> _EXERCISES_
1) According to the O_PATH patch email, what error does opening a symlink with O_NOFOLLOW currently produce?
2) Rewrite the O_PATH patch email between "[PATCH v2 0/3]" and "fails with ELOOP.", inclusive, changing "symlink" to "symbolic link".
3) Extend the O_PATH patch email past its final line with what plausibly follows.

> _DOCUMENT SECTION_
►

[PATCH v2 0/3] Support opening a symlink with O_PATH | O_NOFOLLOW
Eric Blake
eblake@redhat.com
Mon Jan 13 17:24:00 GMT 2020
On 1/13/20 10:53 AM, Ken Brown wrote:
> On 1/13/2020 10:28 AM, Corinna Vinschen wrote:
>> Hi Ken,
>>
>> On Dec 29 17:56, Ken Brown wrote:
>>> Currently, opening a symlink with O_NOFOLLOW fails with ELOOP.
>>> Following Linux, the first patch in this series allows the call to
>>> succeed if O_PATH is also specified.
>>>
>>
>> O_PATH (since Linux 2.6.39)
>> Obtain a file descriptor that can be used for two purposes: to
>> indicate a location in the filesystem tree and to perform opera‐
>> tions that act purely at the file descriptor level. The file
>> itself is not opened, and other file operations (e.g., read(2),
>> write(2), fchmod(2), fchown(2), fgetxattr(2), ioctl(2), mmap(2))
>> ^^^^^^^^^
>> fail with the error EBADF.

◄

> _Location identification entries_
►

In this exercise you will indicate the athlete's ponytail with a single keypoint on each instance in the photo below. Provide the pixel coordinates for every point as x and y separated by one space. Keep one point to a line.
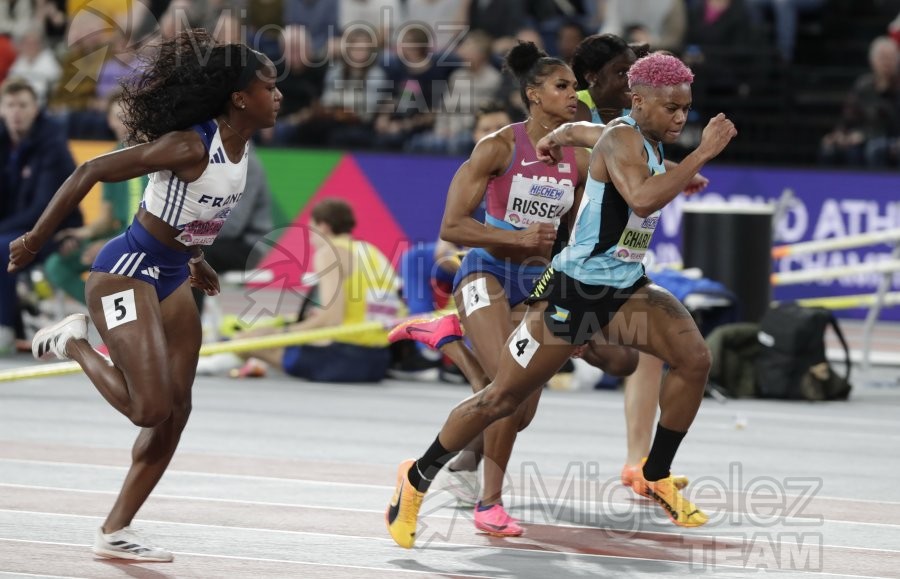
530 65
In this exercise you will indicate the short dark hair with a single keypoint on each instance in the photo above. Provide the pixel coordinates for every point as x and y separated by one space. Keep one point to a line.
16 84
336 213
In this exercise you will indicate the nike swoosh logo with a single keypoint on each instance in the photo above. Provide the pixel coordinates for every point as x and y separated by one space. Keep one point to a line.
394 507
494 527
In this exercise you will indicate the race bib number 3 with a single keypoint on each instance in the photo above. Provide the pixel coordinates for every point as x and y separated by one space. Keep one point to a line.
522 346
119 308
636 236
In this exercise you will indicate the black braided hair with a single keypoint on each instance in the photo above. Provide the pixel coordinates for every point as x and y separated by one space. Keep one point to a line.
187 80
530 65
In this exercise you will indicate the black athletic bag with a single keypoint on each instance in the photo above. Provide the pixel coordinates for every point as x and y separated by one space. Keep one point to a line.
791 363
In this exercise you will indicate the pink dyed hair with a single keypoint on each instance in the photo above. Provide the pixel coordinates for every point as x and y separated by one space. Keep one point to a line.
658 69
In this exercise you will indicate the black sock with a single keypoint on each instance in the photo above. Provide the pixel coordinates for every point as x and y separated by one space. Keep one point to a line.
424 470
662 453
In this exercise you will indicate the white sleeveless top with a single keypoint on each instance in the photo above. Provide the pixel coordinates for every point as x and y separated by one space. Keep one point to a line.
199 209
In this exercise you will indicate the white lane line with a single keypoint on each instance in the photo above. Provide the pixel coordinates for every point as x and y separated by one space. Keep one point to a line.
42 576
171 472
719 539
257 559
457 545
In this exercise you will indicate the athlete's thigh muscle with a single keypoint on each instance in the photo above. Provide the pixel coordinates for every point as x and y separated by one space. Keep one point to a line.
485 314
181 323
127 314
655 322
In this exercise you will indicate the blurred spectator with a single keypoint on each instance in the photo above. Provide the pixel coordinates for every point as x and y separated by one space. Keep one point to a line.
569 35
717 43
355 283
237 246
320 17
894 29
89 119
80 245
37 63
52 15
663 21
509 86
7 55
452 15
382 15
34 162
355 88
470 86
600 65
785 14
300 80
498 18
16 17
867 132
418 80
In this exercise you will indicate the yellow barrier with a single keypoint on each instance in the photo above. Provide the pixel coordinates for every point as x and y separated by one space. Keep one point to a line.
860 240
237 345
849 302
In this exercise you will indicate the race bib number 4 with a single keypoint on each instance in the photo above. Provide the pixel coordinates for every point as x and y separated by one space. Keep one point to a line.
636 236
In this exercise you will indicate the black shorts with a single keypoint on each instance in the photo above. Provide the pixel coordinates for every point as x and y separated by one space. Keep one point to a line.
577 310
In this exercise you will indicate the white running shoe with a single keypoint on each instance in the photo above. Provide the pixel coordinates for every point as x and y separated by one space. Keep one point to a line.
128 544
462 484
51 341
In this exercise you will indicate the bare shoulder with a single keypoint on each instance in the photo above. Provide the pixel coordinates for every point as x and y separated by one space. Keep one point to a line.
617 136
186 144
494 152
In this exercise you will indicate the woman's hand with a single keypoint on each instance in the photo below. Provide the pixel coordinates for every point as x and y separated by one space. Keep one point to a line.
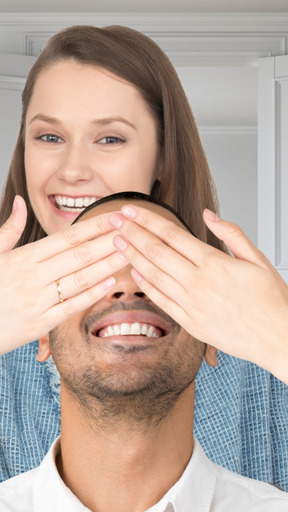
237 304
82 257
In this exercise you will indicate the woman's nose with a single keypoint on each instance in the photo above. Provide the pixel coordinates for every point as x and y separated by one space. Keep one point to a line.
75 165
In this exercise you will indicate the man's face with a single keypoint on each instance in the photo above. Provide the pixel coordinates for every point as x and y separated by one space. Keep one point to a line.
125 345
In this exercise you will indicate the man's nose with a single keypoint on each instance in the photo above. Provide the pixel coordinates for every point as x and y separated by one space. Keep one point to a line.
125 288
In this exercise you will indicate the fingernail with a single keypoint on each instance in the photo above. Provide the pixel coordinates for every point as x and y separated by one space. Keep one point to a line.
129 212
115 220
211 215
119 243
135 274
108 283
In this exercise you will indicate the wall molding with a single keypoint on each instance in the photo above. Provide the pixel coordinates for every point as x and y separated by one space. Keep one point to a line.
228 131
188 39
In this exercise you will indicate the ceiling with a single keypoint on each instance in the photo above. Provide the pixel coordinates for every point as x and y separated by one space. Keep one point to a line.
204 6
223 96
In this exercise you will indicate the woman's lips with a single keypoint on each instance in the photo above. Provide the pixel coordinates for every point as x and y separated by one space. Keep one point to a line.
69 207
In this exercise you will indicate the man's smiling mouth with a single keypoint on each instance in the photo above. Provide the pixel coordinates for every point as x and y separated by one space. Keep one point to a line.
130 329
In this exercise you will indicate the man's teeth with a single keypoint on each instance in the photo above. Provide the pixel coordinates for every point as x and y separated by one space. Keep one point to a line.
128 329
73 203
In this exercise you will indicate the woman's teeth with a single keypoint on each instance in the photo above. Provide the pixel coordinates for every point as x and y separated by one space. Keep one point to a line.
126 329
73 204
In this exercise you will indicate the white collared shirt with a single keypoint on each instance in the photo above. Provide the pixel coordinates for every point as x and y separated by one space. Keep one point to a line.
203 487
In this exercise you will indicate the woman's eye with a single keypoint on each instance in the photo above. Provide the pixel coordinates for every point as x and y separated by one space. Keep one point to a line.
49 137
110 140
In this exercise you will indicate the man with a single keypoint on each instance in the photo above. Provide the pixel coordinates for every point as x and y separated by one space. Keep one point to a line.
127 393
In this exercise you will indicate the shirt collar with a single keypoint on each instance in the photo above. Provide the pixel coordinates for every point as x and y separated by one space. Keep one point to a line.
193 490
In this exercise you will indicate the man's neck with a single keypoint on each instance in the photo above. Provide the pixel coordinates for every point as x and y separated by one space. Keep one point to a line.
124 469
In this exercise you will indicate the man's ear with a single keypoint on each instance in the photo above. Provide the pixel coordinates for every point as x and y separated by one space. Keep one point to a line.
44 349
211 356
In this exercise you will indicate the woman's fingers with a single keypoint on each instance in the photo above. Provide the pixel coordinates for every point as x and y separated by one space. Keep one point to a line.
13 228
234 238
83 281
76 259
163 257
174 236
163 281
69 238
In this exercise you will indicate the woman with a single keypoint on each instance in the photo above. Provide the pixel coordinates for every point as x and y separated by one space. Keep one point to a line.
103 111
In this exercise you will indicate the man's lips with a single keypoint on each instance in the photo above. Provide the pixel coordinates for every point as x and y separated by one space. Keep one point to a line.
130 323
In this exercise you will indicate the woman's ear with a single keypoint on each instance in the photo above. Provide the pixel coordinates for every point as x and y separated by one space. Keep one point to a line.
211 356
44 349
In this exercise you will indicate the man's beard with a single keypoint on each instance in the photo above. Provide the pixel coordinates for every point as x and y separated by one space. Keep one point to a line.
142 397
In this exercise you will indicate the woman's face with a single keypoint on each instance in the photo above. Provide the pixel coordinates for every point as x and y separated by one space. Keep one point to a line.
88 134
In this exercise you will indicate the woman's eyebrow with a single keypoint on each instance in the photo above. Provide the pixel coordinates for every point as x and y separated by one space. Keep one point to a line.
100 122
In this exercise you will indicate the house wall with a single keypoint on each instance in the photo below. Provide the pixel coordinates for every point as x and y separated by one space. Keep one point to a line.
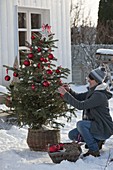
59 21
8 38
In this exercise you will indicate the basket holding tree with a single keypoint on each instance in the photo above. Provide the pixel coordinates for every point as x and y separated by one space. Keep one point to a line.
34 97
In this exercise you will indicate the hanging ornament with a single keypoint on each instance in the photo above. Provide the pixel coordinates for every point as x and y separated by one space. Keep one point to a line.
58 71
32 37
30 55
46 83
26 63
40 66
45 60
49 71
50 56
15 74
42 59
7 78
33 87
59 82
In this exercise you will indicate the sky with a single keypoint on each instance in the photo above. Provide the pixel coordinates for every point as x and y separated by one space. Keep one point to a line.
16 155
92 7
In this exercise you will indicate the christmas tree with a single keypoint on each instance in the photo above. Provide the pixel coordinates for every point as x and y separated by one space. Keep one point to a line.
34 97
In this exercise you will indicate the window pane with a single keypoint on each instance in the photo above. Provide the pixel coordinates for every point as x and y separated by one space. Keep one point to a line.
35 21
22 20
22 38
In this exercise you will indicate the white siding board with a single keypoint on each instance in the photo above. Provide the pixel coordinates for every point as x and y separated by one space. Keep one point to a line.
4 40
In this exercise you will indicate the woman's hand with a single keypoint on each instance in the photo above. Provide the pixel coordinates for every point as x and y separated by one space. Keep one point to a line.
62 90
66 86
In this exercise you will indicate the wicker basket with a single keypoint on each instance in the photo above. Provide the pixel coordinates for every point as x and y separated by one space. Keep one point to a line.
71 153
38 140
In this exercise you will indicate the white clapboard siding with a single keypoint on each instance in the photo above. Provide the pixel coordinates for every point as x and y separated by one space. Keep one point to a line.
7 37
59 21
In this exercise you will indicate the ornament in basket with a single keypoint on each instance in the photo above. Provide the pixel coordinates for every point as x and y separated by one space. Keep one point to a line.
64 151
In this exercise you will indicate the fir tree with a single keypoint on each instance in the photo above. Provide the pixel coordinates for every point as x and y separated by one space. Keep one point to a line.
35 100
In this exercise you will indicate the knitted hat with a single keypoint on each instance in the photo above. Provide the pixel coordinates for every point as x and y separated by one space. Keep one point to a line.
98 74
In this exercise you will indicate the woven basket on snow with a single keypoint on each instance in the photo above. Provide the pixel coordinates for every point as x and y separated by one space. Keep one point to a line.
38 140
71 153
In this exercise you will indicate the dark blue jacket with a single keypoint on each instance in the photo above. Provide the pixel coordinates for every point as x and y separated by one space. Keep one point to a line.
95 106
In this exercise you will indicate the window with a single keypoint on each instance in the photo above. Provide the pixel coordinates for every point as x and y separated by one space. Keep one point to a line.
30 20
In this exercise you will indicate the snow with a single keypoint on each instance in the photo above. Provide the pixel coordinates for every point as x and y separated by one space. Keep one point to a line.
15 153
104 51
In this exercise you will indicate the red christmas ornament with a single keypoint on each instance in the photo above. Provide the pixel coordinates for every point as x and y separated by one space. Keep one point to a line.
40 66
7 77
26 62
33 87
30 56
53 148
61 95
50 56
15 74
39 49
45 60
46 83
49 71
58 71
42 59
32 37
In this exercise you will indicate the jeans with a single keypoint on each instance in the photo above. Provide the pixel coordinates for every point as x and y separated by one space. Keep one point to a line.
83 130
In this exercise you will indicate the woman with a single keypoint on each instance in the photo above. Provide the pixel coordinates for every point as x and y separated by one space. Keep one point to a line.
96 125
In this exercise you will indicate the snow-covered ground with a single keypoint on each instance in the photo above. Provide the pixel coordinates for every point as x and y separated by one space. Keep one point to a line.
15 154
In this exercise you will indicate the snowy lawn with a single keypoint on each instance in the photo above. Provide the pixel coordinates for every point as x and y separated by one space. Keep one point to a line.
15 154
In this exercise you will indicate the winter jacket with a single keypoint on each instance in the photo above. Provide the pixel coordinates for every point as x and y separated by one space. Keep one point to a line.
95 106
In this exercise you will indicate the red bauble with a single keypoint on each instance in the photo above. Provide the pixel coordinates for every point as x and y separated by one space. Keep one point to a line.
7 78
45 60
46 83
15 74
32 37
26 62
39 49
30 56
49 71
53 148
42 59
57 71
40 66
50 56
33 87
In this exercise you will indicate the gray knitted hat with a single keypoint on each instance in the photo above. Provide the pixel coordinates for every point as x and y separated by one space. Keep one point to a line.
98 74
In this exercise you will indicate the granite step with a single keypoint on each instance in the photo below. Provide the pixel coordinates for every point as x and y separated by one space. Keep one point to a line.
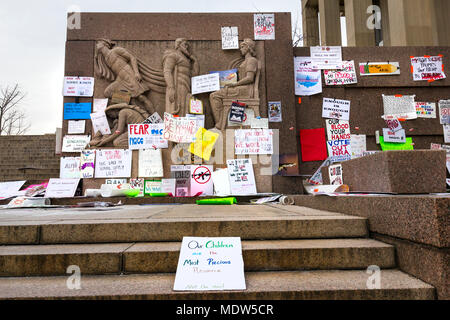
162 257
281 285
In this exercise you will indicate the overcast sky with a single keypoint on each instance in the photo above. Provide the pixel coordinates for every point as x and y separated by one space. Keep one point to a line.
33 35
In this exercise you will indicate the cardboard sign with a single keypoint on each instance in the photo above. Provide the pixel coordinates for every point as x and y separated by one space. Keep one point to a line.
426 109
100 123
77 111
308 80
78 87
146 136
76 127
241 176
427 68
379 69
87 164
201 180
253 141
275 111
75 143
114 163
69 168
61 188
335 174
336 109
230 38
326 57
180 130
205 83
264 26
210 264
346 75
150 163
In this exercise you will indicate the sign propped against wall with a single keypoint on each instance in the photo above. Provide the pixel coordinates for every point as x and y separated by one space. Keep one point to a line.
210 264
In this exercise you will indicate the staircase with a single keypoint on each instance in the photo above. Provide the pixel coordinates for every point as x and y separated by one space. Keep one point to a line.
132 252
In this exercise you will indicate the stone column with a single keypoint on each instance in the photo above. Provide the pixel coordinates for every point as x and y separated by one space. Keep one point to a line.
330 25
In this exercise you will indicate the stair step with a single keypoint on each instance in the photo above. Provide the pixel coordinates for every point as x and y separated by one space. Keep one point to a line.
157 257
322 284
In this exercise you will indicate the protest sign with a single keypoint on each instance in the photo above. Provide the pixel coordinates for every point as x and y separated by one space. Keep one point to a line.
150 163
326 57
201 180
75 143
61 188
253 141
146 136
113 163
345 75
426 109
76 127
77 111
100 123
230 38
78 87
205 83
379 68
398 136
241 176
264 26
69 168
308 80
336 109
427 68
210 264
275 111
87 164
179 129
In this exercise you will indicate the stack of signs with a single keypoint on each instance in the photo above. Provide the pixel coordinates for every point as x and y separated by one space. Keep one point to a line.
182 174
113 163
336 109
87 164
379 68
399 107
346 75
427 68
242 177
338 143
264 26
201 180
146 136
308 80
237 112
210 264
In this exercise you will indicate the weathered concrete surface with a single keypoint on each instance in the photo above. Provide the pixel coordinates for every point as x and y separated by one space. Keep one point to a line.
260 285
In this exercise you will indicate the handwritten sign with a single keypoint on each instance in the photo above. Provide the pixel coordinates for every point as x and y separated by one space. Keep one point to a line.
264 26
427 68
78 87
346 75
210 264
253 141
114 163
336 109
308 80
230 38
205 83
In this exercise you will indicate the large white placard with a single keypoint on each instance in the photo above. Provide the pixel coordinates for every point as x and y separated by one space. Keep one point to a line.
113 163
210 264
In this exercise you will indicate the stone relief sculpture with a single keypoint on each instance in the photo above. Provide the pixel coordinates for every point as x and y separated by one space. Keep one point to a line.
122 115
245 90
179 65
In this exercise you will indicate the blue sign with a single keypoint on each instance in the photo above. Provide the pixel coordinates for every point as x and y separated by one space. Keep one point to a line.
77 111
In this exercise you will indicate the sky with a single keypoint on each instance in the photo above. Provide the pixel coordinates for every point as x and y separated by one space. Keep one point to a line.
33 35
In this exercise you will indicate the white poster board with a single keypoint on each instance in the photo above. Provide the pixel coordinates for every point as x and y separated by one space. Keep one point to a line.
210 264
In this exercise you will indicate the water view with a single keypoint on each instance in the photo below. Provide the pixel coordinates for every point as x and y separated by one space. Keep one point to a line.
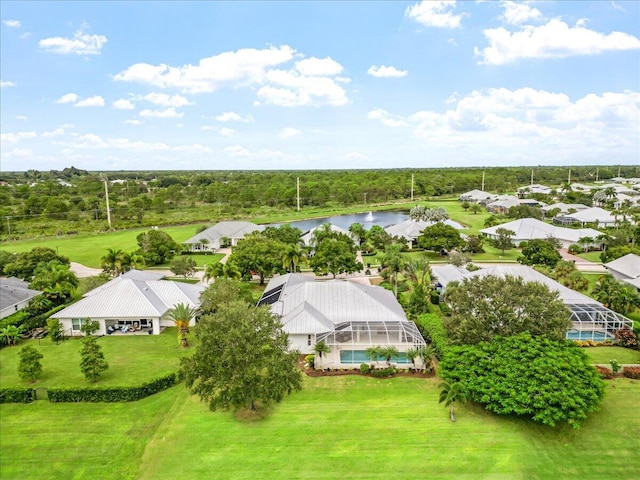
368 220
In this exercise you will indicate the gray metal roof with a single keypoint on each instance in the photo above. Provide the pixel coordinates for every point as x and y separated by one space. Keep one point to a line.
232 230
133 298
629 266
13 291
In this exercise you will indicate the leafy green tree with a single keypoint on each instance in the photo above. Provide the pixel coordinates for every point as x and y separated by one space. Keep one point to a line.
156 247
540 252
223 291
92 362
334 256
504 239
550 382
451 393
181 314
485 307
260 254
440 236
242 359
393 262
29 366
183 266
320 349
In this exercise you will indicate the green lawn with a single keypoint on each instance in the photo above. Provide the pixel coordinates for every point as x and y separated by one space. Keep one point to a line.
337 427
132 360
604 354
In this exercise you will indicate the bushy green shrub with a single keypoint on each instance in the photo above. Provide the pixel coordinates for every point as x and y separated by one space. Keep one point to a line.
113 394
17 395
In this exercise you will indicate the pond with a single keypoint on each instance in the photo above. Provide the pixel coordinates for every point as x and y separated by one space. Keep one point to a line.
368 220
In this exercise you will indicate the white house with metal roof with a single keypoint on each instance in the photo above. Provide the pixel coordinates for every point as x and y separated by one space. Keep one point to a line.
589 318
212 238
135 302
626 269
347 316
15 295
526 229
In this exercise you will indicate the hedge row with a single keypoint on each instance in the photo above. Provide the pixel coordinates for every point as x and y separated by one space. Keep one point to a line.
433 331
17 395
112 394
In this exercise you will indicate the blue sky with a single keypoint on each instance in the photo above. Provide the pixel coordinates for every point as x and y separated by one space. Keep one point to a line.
318 85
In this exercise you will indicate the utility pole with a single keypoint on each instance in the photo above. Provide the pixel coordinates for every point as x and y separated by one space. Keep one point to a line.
106 196
412 187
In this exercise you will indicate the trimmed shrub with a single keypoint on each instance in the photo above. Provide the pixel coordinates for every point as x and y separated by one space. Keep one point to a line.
631 372
430 325
113 394
17 395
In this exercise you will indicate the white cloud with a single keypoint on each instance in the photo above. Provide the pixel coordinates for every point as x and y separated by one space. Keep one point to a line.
386 118
234 117
288 132
173 101
123 104
53 133
167 113
385 72
517 13
68 98
95 101
242 67
433 13
16 137
12 23
318 67
554 39
310 82
80 44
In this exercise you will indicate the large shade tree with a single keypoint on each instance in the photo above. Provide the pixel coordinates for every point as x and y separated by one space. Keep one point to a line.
485 307
242 359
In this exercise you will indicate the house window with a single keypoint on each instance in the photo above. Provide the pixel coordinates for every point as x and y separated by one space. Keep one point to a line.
77 323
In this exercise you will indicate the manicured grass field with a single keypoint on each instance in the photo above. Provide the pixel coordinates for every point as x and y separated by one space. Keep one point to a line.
132 360
337 427
604 354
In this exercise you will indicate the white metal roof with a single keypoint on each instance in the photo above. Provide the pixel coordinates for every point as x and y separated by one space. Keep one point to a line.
133 298
629 265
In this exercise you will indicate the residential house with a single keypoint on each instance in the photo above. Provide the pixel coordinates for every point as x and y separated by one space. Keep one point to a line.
15 295
346 316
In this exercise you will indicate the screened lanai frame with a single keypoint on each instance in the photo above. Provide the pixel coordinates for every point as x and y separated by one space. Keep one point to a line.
595 322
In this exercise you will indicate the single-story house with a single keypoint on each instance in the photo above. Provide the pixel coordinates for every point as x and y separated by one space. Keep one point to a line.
590 320
308 237
595 215
346 316
213 238
476 196
134 302
530 228
410 229
626 269
15 295
564 208
534 188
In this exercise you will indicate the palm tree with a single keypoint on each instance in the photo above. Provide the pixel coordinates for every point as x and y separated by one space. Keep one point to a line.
451 393
181 314
321 348
373 353
388 353
394 263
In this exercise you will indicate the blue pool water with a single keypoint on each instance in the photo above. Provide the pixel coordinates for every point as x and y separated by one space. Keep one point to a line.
360 356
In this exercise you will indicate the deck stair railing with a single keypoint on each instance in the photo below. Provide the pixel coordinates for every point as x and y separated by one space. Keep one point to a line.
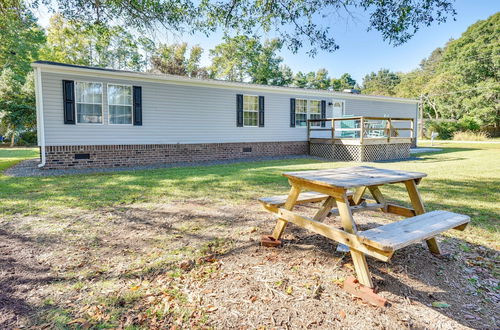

◄

> _ANSWERS TO EACH TASK_
1) ELOOP

2)
[PATCH v2 0/3] Support opening a symbolic link with O_PATH | O_NOFOLLOW
Eric Blake
eblake@redhat.com
Mon Jan 13 17:24:00 GMT 2020
On 1/13/20 10:53 AM, Ken Brown wrote:
> On 1/13/2020 10:28 AM, Corinna Vinschen wrote:
>> Hi Ken,
>>
>> On Dec 29 17:56, Ken Brown wrote:
>>> Currently, opening a symbolic link with O_NOFOLLOW fails with ELOOP.

3)
>> ^^^^^^^^^ ^^^^^
>>
On BSD systems, you are able to run lchmod to change permissions on a
symlink (with effect on who is able to follow that symlink during
pathname resolution); Linux does not support that, and POSIX does not
mandate support for that, so fchmodat() is allowed to fail on symlinks
even while fchownat() is required to work on symlinks.
>> That'd from the current F31 man pages.
>>
>>> Am I missing something?
>>
>> Good question. Let me ask in return, did *I* now miss something?
>
> I don't think so. I think we agree, although maybe I didn't express myself
> clearly enough for that to be obvious. What confused me was the following
> paragraph further down in the open(2) man page (still discussing O_PATH):
>
> If pathname is a symbolic link and the O_NOFOLLOW flag is also
> specified, then the call returns a file descriptor referring
> to the symbolic link. This file descriptor can be used as the
> dirfd argument in calls to fchownat(2), fstatat(2), linkat(2),
> ^^^^^^^^^^^
> and readlinkat(2) with an empty pathname to have the calls
> operate on the symbolic link.
>
> I don't know why they include fchownat here, since the resulting call would fail
> with EBADF. So I didn't implement that in my patch series.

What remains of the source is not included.